Segmento de texto
“(...) Castro Barbosa é também um caso interessante de ‘mudança de rumo’. Castro apareceu na antiga Parlophon desejando apresentar, para gravação, um sambinha de sua autoria. Para exibir a sua produção, cantou, para o responsável, a melodia com a respectiva letra. Resultado: o homem não gostou do samba... mas gostou da voz do ‘maestro’. Castro Barbosa foi desde logo designado para gravar como cantor de primeiro time”. À época em que estas reminiscências foram recordadas por Paulo Alberto (no Jornal das Moças de 04/01/1940), Castro Barbosa realmente figurava entre os maiores cantores da nossa música popular. Graças a outra “mudança de rumo”, acabaria por se tornar um dos humoristas mais famosos e incensados da história do rádio brasileiro – função que chegaria mesmo a eclipsar sua brilhante trajetória na MPB.
De fato, Lúcio Rangel, há 50 anos, ao comentar na revista Manchete de 10/05/1975 sobre o desaparecimento do grande artista, escreveu: “A imprensa noticiou o falecimento de Castro Barbosa lembrando o humorista que, com Lauro Borges, fez sucesso durante três décadas. O Megatério e o Seu Ferramenta [obs: nomes de dois dos seus famosos personagens] foram enaltecidos, mas o cantor excelente que era Castro Barbosa foi quase esquecido. (...) O excelente humorista, justamente lembrado, não pode ofuscar o não menos excelente cantor que com mais de cem gravações espalhou sua voz por todos os recantos do Brasil”.

Segmento de dados
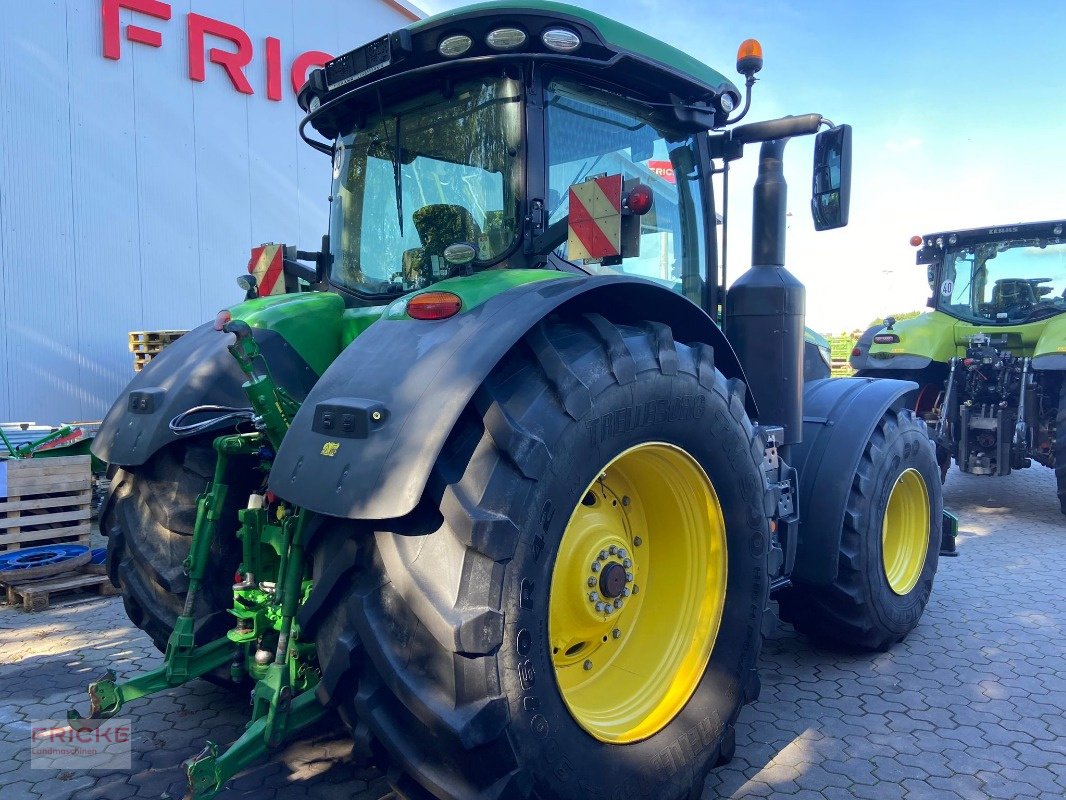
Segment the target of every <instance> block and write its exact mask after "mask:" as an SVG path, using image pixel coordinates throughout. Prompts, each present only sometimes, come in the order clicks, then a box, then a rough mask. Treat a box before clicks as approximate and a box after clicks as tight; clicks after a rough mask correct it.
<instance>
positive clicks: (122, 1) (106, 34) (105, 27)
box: [103, 0, 171, 61]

Descrição da tarefa
Segundo o texto sobre Castro Barbosa, com quem ele fez sucesso como humorista durante três décadas?

Solução do exercício
Com Lauro Borges.